● **WRITTEN PROBLEM**
Output an exact reproduction of the data.

● **RECORDS PROVIDED**

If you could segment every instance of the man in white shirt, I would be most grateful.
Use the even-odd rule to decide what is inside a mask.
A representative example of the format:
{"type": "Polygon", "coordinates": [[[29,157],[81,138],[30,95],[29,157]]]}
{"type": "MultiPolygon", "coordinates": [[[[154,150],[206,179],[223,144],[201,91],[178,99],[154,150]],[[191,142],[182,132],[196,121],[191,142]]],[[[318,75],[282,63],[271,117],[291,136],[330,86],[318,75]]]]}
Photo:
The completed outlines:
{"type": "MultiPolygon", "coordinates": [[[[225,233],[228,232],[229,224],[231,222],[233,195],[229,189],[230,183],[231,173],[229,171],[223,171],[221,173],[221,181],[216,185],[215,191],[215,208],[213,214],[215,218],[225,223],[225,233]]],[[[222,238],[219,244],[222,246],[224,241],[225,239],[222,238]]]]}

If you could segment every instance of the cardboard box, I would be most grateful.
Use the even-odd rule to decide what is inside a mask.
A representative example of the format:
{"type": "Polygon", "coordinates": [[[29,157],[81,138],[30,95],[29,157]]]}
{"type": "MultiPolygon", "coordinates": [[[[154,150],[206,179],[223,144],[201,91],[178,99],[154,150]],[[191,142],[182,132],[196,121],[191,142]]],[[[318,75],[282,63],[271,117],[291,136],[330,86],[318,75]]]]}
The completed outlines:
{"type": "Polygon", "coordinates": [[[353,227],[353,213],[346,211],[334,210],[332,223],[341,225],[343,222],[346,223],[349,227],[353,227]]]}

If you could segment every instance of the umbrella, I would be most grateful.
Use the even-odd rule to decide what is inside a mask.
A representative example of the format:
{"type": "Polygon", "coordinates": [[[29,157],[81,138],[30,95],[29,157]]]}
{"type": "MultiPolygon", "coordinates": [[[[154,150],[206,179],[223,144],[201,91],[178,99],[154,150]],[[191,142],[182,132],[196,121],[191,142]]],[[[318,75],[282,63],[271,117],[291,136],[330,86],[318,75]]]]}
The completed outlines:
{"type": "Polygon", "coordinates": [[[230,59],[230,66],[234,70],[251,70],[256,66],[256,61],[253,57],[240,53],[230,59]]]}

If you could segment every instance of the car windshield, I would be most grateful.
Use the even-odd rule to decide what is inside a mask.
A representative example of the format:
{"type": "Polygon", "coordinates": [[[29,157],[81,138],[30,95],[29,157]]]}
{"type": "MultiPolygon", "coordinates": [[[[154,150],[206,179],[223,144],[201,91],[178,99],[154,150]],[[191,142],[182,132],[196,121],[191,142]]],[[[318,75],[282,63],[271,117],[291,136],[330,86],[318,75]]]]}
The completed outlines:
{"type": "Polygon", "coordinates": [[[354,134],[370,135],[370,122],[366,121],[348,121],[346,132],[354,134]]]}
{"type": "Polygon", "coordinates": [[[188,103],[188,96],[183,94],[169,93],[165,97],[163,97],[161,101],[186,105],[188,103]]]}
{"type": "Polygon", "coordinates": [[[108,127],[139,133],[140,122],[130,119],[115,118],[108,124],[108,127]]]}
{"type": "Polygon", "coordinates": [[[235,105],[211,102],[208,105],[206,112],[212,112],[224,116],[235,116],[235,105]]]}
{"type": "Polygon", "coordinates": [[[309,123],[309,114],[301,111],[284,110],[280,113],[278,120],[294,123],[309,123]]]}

● **THE OUTPUT**
If you could segment every instance of the man in white shirt, I would be most grateful.
Use the even-odd rule to decide what is inside a mask.
A representative example of the format:
{"type": "Polygon", "coordinates": [[[29,157],[81,138],[30,95],[29,157]]]}
{"type": "MultiPolygon", "coordinates": [[[[154,150],[206,179],[223,144],[201,91],[178,99],[154,150]],[[191,142],[182,132],[196,121],[191,142]]],[[[318,75],[282,63],[271,117],[291,136],[330,86],[318,75]]]]}
Photo:
The completed outlines:
{"type": "MultiPolygon", "coordinates": [[[[225,233],[228,232],[229,224],[231,222],[233,195],[229,189],[230,183],[231,173],[229,171],[223,171],[221,173],[221,181],[216,185],[215,191],[215,208],[213,214],[215,218],[225,223],[225,233]]],[[[222,238],[219,244],[222,246],[224,241],[225,239],[222,238]]]]}

If you could segment every instance of the cardboard box, I would be most grateful.
Use the even-odd rule to decide what is inside a mask.
A representative example of the format:
{"type": "Polygon", "coordinates": [[[29,157],[81,138],[30,95],[29,157]]]}
{"type": "MultiPolygon", "coordinates": [[[[154,150],[206,179],[223,144],[201,91],[178,99],[154,150]],[[191,142],[182,132],[196,121],[191,142]]],[[[318,75],[282,63],[271,117],[291,136],[330,86],[318,75]]]]}
The completed outlines:
{"type": "Polygon", "coordinates": [[[353,227],[353,213],[346,211],[334,210],[332,223],[341,225],[343,222],[346,223],[349,227],[353,227]]]}

If you could segment every instance of the umbrella, I would be most grateful.
Use the even-odd rule to decide what is inside a mask.
A representative example of the format:
{"type": "Polygon", "coordinates": [[[29,157],[81,138],[30,95],[29,157]]]}
{"type": "MultiPolygon", "coordinates": [[[[154,150],[206,179],[223,144],[201,91],[178,99],[154,150]],[[191,142],[182,132],[196,121],[191,142]]],[[[318,75],[282,63],[271,117],[291,136],[330,86],[318,75]]]]}
The completed outlines:
{"type": "Polygon", "coordinates": [[[230,59],[230,66],[234,70],[251,70],[256,66],[256,61],[253,57],[240,53],[230,59]]]}

If you could segment every instance of the car windshield, I would be most grateful.
Use the even-odd rule to decide what is inside a mask.
A representative example of the format:
{"type": "Polygon", "coordinates": [[[29,157],[81,138],[30,95],[29,157]]]}
{"type": "MultiPolygon", "coordinates": [[[[154,150],[206,179],[223,144],[201,91],[178,99],[154,150]],[[191,142],[182,132],[196,121],[191,142]]],[[[318,75],[282,63],[271,117],[291,136],[330,86],[318,75]]]]}
The completed outlines:
{"type": "Polygon", "coordinates": [[[354,134],[370,135],[370,122],[366,121],[348,121],[346,132],[354,134]]]}
{"type": "Polygon", "coordinates": [[[188,103],[188,96],[183,94],[169,93],[165,97],[163,97],[161,101],[186,105],[188,103]]]}
{"type": "Polygon", "coordinates": [[[108,127],[139,133],[140,122],[130,119],[115,118],[108,124],[108,127]]]}
{"type": "Polygon", "coordinates": [[[235,105],[211,102],[208,105],[206,112],[212,112],[224,116],[235,116],[235,105]]]}
{"type": "Polygon", "coordinates": [[[309,123],[309,114],[301,111],[284,110],[280,113],[278,120],[294,123],[309,123]]]}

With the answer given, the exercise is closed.